◆ What the exercise asks: For the entries below, return the line holding "Labeling batch C. For the image above, tag the leafy" together with all lines after it, unchanged, and leave every picture out.

(Photo-based referring expression data)
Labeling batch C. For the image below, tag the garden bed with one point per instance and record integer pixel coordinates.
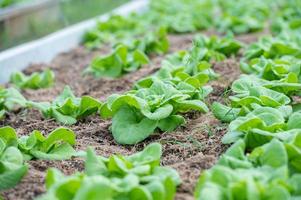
(189, 149)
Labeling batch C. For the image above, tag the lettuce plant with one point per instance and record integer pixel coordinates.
(12, 167)
(138, 113)
(250, 93)
(214, 48)
(180, 16)
(67, 108)
(114, 29)
(263, 174)
(122, 60)
(10, 99)
(138, 176)
(56, 146)
(36, 80)
(153, 42)
(269, 47)
(241, 16)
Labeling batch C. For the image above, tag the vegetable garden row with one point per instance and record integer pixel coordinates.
(153, 91)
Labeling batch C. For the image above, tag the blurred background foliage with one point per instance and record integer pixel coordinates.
(34, 20)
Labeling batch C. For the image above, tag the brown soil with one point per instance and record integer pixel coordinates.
(190, 149)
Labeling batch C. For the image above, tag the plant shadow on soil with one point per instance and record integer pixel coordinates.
(189, 149)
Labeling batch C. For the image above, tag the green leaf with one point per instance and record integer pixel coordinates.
(224, 113)
(130, 128)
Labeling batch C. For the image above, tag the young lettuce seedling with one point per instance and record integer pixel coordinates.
(35, 81)
(138, 176)
(66, 108)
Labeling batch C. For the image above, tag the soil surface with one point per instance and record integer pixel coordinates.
(190, 149)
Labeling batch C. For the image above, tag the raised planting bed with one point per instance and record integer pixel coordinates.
(28, 20)
(249, 82)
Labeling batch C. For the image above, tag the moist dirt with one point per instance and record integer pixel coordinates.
(189, 149)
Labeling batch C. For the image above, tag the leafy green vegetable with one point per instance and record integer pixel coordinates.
(12, 167)
(10, 99)
(67, 108)
(261, 175)
(242, 16)
(57, 145)
(36, 80)
(269, 47)
(214, 48)
(154, 105)
(137, 176)
(179, 16)
(120, 61)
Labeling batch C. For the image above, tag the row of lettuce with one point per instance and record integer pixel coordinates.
(264, 116)
(155, 104)
(263, 162)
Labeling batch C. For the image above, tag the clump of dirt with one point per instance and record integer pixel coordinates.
(189, 149)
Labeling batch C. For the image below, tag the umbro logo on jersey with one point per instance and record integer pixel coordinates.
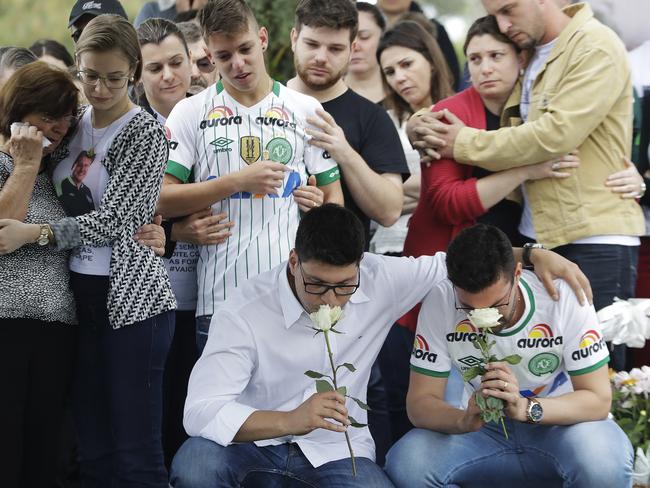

◆ Task solution:
Labeling batch C. For the image above, tag the leafy green vegetable with one point per instance and record integer pixel coordinates.
(12, 167)
(10, 99)
(67, 108)
(261, 175)
(242, 16)
(57, 145)
(36, 80)
(269, 47)
(214, 48)
(154, 105)
(137, 176)
(179, 16)
(120, 61)
Labeling batch C. For the image above, tag the row of lettuce with one point per instance and record integer pixel coordinates.
(264, 116)
(155, 104)
(263, 162)
Labeling batch C. For the image above, tag the clump of dirt with one point per instance and record integer pixel coordinates.
(189, 149)
Labeling batch C. For the image below, tag the umbro logo on jersey with one point per instance and record integer pixel coordinates.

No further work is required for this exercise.